**WHAT YOU WILL DO:** Below is a listing to transcribe in full and exactly; keep the pictures out.

**MATERIAL PROVIDED:**
###

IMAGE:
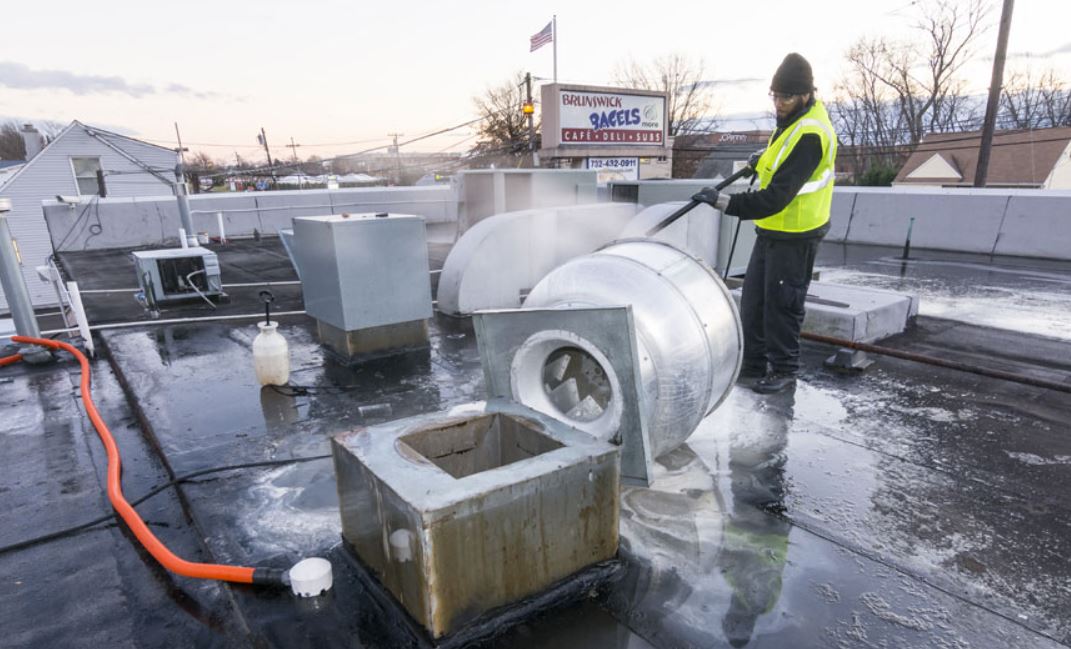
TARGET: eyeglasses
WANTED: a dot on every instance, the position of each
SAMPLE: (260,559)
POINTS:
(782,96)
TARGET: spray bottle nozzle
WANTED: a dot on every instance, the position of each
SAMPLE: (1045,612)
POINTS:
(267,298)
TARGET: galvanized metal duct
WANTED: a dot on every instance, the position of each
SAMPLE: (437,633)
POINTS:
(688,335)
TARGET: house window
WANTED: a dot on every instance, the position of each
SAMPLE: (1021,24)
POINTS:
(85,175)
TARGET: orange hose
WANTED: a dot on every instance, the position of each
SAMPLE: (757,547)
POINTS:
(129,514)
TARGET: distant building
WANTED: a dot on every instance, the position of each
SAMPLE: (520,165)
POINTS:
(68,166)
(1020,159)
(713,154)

###

**SOLUTION TO THIS TASK:**
IMAGE:
TARGET: eyeglasses
WANTED: a dot on every instance, the position of each
SAMPLE: (260,559)
POINTS:
(782,96)
TARGET: spray bottle nozzle
WANTED: a dot on every instance, the position of each
SAMPLE: (1045,612)
POINTS:
(267,298)
TARGET: galvanized metal duct
WANTED: a dot on every instance, the position of each
SAMPLE: (437,633)
POINTS:
(688,335)
TARGET: house window
WANTED: a dot on every instance, the position of each
SAMPLE: (1021,24)
POINTS:
(85,175)
TARGET: orange hose
WANTED: a dot on every instance, the position of each
SAMPLE: (757,547)
POINTS:
(129,514)
TARGET: distant building
WANTED: a dot on every instance, the position of each
SAMPLE: (520,165)
POINTS:
(68,166)
(1020,159)
(713,154)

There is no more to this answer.